Source passage =>
··········
Kelly, I certainly don’t like hand sanitizers either, “but” I do believe they have their place. I carry a small bottle in my purse for emergencies. Also, my husband and I will be heading home today from the hospital where he underwent open heart surgery. Hand sanitizing foam is at every door and in every room and I am glad. Hospitals are very germy places. When a nurse or anyone else comes in and touches him, if not for the sanitizers I would be cringing. THOSE are two unusual circumstances, though. For day to day normal life, I ‘m with you. People just need to wash their hands thoroughly! In the long run, ubiquitous use of hand sanitizers not only is toxic, but contributes to the evolution of super bugs!!
··········
Listed records =>
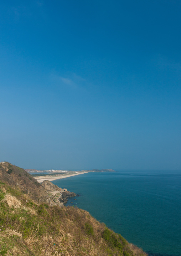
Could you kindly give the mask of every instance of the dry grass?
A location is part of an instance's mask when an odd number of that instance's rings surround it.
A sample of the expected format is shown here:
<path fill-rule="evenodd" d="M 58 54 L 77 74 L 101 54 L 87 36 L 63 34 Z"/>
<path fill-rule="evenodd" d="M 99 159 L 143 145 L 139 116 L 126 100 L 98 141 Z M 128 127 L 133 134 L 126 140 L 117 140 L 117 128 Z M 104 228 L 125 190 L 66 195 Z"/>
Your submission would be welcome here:
<path fill-rule="evenodd" d="M 6 193 L 6 190 L 5 188 L 4 187 L 3 187 L 2 188 L 2 191 L 4 193 Z"/>
<path fill-rule="evenodd" d="M 7 229 L 6 229 L 5 230 L 6 233 L 7 234 L 8 236 L 19 236 L 21 238 L 22 238 L 22 234 L 18 232 L 17 232 L 15 230 L 13 230 L 10 227 L 8 227 Z"/>
<path fill-rule="evenodd" d="M 6 195 L 2 201 L 7 204 L 10 208 L 14 207 L 15 209 L 18 209 L 21 206 L 21 202 L 15 196 L 12 196 L 10 194 Z"/>
<path fill-rule="evenodd" d="M 140 255 L 141 254 L 143 254 L 143 255 L 145 255 L 145 256 L 147 255 L 146 254 L 144 253 L 141 249 L 135 246 L 135 245 L 134 245 L 133 244 L 129 243 L 128 244 L 128 246 L 131 251 L 134 254 L 134 255 L 136 256 Z"/>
··········
What needs to be done => Retype the comment on hand sanitizers from "Kelly, I certainly" up to and including "of super bugs!!".

Response to this task =>
Kelly, I certainly don’t like hand sanitizers either, “but” I do believe they have their place. I carry a small bottle in my purse for emergencies. Also, my husband and I will be heading home today from the hospital where he underwent open heart surgery. Hand sanitizing foam is at every door and in every room and I am glad. Hospitals are very germy places. When a nurse or anyone else comes in and touches him, if not for the sanitizers I would be cringing. THOSE are two unusual circumstances, though. For day to day normal life, I ‘m with you. People just need to wash their hands thoroughly! In the long run, ubiquitous use of hand sanitizers not only is toxic, but contributes to the evolution of super bugs!!